However, a new paper expands a chapter on another family of flying animals within the influenza story: bats.

I’ve written previously about the enormous diversity of microbes that bats possess. This shouldn’t be surprising–after all, bats are incredibly diverse themselves, encompassing about a fifth of all known mammalian species. Though rabies is probably the most famous bat-associated virus, other viruses that have been isolated from bats include Nipah and Hendra viruses, SARS coronavirus, Chikungunya virus, Japanese and St. Louis encephalitis viruses, Hantaan virus (a relative of the Sin Nombre hantavirus), and filoviruses, among many others. And of course, a bat->pig->human cross-species infection ended up being a plot line in the recent movie, Contagion (modeled after Nipah virus). However, bats still remain chronically under-studied, despite the fact that they can carry so many potential human pathogens.

● ● ● ● ● ● ●

● **Requirement 1**
Answer these from the passage on bats and viruses:
(a) About what share of all known mammalian species do bats make up?
(b) Which bat-associated virus is named as probably the most famous?
(c) Which virus was the movie Contagion modeled after?
● **Requirement 2**
Please repeat the passage on bats and viruses word for word, from "I’ve written previously" up to and including "potential human pathogens.".
● **Requirement 3**
Pick up the passage on bats and viruses after its last sentence and continue it.
The listing that comes after this passage on bats and viruses is separate material.

● ● ● ● ● ● ●

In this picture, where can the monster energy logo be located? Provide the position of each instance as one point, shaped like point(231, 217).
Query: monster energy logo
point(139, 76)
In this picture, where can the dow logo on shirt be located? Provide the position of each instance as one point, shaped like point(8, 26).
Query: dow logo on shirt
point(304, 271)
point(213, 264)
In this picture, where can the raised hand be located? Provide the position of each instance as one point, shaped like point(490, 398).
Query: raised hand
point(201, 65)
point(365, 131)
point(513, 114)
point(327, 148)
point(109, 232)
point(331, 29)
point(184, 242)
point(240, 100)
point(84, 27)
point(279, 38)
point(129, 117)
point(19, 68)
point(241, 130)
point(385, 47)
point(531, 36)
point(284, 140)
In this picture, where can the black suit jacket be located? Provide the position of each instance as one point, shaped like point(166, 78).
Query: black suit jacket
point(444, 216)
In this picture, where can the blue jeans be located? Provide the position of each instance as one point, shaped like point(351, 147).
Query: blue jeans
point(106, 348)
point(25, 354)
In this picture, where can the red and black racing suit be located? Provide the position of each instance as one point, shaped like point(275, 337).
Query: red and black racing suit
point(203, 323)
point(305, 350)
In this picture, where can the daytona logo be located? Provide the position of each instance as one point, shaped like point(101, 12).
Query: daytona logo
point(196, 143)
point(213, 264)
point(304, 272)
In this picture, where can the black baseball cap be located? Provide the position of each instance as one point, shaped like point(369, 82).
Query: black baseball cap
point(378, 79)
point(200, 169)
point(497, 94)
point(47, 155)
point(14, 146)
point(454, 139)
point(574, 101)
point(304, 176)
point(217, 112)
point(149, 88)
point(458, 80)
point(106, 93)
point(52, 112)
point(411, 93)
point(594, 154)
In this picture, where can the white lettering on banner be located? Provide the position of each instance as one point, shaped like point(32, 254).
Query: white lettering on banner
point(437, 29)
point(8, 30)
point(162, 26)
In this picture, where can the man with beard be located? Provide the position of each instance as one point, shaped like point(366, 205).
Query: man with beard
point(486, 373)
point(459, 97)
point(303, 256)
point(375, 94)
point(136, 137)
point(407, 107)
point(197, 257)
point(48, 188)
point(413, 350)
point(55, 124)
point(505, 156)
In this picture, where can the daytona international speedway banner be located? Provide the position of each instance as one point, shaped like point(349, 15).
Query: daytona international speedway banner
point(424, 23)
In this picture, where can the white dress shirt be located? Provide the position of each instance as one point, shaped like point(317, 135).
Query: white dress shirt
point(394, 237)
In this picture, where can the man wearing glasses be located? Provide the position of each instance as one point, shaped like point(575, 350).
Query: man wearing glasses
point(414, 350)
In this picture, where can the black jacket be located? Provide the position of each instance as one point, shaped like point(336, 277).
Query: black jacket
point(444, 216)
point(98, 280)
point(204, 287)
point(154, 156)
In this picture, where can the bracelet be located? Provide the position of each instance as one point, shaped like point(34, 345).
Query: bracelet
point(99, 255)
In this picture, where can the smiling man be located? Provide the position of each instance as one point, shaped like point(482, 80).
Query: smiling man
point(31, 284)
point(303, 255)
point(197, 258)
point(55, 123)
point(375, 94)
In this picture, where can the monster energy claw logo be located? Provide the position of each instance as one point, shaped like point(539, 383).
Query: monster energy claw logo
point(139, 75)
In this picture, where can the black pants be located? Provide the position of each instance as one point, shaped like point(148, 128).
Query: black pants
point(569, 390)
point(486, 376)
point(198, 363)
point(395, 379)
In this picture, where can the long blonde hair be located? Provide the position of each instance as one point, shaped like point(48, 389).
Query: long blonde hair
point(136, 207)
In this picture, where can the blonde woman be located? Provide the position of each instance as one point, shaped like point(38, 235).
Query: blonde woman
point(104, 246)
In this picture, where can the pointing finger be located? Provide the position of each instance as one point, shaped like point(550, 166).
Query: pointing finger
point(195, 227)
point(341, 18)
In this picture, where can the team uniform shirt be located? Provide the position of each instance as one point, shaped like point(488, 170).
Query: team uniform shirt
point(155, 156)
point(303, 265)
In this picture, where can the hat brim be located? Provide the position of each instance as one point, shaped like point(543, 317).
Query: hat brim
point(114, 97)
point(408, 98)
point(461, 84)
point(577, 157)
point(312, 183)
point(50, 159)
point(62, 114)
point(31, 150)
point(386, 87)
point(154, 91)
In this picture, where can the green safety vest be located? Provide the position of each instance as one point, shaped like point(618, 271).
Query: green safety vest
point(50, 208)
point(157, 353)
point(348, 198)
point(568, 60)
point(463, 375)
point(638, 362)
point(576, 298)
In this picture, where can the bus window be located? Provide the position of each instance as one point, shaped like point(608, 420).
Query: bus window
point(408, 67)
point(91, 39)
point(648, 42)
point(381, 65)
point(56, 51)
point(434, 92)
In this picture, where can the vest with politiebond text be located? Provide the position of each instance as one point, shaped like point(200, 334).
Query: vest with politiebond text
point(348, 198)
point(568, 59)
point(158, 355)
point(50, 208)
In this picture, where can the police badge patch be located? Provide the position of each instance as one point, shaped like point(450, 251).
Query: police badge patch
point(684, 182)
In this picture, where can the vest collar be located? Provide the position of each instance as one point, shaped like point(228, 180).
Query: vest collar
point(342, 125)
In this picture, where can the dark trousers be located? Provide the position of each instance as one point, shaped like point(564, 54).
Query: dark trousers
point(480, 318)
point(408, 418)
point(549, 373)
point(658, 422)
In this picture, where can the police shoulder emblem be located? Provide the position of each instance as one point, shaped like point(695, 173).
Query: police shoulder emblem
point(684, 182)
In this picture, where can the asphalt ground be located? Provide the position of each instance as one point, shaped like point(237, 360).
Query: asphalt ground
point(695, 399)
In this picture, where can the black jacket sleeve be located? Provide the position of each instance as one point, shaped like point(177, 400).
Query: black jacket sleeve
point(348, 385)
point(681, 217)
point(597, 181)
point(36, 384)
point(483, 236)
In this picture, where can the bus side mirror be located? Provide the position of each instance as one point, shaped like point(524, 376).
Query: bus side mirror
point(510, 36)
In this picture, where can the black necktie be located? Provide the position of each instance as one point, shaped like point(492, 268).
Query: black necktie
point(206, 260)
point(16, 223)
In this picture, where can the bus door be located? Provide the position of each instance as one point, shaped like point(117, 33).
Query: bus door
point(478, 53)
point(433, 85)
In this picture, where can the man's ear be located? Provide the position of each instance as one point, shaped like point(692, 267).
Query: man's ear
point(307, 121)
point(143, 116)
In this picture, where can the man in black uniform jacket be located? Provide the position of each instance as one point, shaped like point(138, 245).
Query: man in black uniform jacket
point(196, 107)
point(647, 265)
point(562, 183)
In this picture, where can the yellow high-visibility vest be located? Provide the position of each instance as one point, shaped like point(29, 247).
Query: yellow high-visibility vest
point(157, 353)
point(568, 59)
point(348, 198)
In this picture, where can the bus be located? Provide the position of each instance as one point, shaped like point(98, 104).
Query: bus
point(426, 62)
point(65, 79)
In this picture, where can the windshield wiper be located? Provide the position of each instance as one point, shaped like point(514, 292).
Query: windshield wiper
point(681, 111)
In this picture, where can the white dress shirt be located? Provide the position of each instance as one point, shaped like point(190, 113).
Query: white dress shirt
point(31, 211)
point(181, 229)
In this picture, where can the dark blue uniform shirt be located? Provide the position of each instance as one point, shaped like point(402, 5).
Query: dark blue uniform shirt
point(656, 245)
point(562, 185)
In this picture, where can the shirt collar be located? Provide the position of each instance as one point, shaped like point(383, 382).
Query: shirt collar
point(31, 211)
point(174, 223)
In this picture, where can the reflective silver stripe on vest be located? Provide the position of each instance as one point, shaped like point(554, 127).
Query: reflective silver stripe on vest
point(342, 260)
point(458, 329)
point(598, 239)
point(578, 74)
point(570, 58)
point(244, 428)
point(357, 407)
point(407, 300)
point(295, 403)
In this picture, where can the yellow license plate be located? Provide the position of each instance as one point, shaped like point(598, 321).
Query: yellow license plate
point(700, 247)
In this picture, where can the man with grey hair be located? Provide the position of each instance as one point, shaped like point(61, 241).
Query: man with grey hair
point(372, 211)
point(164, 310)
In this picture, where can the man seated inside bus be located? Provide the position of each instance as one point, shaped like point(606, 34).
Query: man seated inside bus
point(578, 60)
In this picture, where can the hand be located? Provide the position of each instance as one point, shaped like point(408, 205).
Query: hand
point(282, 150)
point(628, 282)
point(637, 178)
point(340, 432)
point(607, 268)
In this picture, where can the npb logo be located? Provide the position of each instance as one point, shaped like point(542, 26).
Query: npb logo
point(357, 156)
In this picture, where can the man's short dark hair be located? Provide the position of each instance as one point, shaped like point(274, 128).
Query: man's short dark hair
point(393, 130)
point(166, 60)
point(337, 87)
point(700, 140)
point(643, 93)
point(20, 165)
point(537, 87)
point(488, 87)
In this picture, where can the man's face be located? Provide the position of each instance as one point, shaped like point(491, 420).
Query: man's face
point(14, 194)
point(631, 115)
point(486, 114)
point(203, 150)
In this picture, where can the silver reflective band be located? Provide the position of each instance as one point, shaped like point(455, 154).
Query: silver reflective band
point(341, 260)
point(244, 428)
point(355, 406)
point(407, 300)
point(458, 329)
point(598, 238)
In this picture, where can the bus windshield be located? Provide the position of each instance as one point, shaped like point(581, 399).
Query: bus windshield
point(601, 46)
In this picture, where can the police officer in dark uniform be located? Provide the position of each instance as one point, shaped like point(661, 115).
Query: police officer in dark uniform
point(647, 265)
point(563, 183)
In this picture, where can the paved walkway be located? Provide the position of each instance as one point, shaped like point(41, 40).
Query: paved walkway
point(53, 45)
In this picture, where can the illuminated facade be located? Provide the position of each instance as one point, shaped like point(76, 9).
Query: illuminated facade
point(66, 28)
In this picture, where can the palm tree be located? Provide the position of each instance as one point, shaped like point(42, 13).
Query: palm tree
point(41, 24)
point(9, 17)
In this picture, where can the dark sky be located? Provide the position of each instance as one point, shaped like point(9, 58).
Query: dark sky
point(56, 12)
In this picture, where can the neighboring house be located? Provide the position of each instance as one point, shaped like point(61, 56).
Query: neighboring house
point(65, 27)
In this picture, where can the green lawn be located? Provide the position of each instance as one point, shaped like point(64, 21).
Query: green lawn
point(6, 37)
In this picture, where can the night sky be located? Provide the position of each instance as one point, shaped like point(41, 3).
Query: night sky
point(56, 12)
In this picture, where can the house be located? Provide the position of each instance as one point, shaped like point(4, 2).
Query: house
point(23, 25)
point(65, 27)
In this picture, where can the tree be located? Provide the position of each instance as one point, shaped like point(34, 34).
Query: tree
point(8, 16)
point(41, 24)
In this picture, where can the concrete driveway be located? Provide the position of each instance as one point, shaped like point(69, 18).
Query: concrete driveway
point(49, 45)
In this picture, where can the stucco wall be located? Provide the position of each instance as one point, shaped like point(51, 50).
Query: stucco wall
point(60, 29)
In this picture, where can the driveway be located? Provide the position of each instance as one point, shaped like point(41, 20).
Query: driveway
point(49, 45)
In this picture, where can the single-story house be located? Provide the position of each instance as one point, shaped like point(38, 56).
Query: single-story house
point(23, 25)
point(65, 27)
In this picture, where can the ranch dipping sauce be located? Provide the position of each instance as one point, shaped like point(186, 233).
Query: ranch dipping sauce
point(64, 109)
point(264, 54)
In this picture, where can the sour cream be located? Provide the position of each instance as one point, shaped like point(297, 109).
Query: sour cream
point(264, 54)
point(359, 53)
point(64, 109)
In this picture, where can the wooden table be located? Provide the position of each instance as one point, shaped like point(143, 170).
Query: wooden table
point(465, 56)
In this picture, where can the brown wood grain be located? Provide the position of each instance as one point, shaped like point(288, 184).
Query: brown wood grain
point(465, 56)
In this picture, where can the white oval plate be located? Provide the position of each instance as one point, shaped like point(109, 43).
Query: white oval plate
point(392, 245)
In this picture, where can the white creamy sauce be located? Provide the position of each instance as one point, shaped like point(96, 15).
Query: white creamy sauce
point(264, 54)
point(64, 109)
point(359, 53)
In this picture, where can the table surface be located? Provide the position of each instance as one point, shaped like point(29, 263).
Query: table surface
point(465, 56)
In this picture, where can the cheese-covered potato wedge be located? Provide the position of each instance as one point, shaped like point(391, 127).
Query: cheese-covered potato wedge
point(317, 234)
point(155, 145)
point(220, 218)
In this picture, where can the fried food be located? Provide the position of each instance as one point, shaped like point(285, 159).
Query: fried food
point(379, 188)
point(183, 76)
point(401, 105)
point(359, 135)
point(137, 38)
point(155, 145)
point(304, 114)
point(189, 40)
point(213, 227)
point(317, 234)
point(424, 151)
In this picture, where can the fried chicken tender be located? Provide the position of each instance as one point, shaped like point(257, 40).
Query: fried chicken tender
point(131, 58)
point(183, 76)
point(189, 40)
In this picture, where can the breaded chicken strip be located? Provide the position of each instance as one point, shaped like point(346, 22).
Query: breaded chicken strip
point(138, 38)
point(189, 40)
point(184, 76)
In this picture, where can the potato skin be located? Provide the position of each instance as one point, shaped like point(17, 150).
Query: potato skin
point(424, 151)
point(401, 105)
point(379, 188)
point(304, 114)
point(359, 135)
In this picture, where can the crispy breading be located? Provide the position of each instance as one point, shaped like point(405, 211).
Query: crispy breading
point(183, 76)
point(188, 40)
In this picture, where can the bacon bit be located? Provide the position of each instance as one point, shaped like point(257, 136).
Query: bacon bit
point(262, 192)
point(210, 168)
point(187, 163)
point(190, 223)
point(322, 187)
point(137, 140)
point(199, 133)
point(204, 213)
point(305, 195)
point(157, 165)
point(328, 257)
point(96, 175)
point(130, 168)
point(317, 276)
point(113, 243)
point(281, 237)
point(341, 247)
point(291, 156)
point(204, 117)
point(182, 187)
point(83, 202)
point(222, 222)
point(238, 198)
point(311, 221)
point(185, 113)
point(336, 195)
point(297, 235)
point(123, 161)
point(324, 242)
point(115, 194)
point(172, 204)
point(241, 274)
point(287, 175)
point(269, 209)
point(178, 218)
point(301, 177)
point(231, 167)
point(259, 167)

● ● ● ● ● ● ●

● **Written answer 1**
(a) About a fifth.
(b) Rabies.
(c) Nipah virus.

● **Written answer 2**
I’ve written previously about the enormous diversity of microbes that bats possess. This shouldn’t be surprising–after all, bats are incredibly diverse themselves, encompassing about a fifth of all known mammalian species. Though rabies is probably the most famous bat-associated virus, other viruses that have been isolated from bats include Nipah and Hendra viruses, SARS coronavirus, Chikungunya virus, Japanese and St. Louis encephalitis viruses, Hantaan virus (a relative of the Sin Nombre hantavirus), and filoviruses, among many others. And of course, a bat->pig->human cross-species infection ended up being a plot line in the recent movie, Contagion (modeled after Nipah virus). However, bats still remain chronically under-studied, despite the fact that they can carry so many potential human pathogens.

● **Written answer 3**
This new research expands our knowledge of bat viruses a bit. The authors examined 316 bats from eight locations in Guatemala in 2009-10. Rectal swabs were obtained and screened for influenza virus using molecular methods (looking for influenza virus RNA). Three of the samples tested positive, and all were from little yellow-shouldered bats (Sturnira lilium). This could indicate some clustering and transmission of the virus within bat colonies–and indeed, two of the bats were from the same area in the same year (2009). However, the third bat was captured in 2010 at a location 50 km away from the other two, suggesting that the virus may be more widespread than in just one colony.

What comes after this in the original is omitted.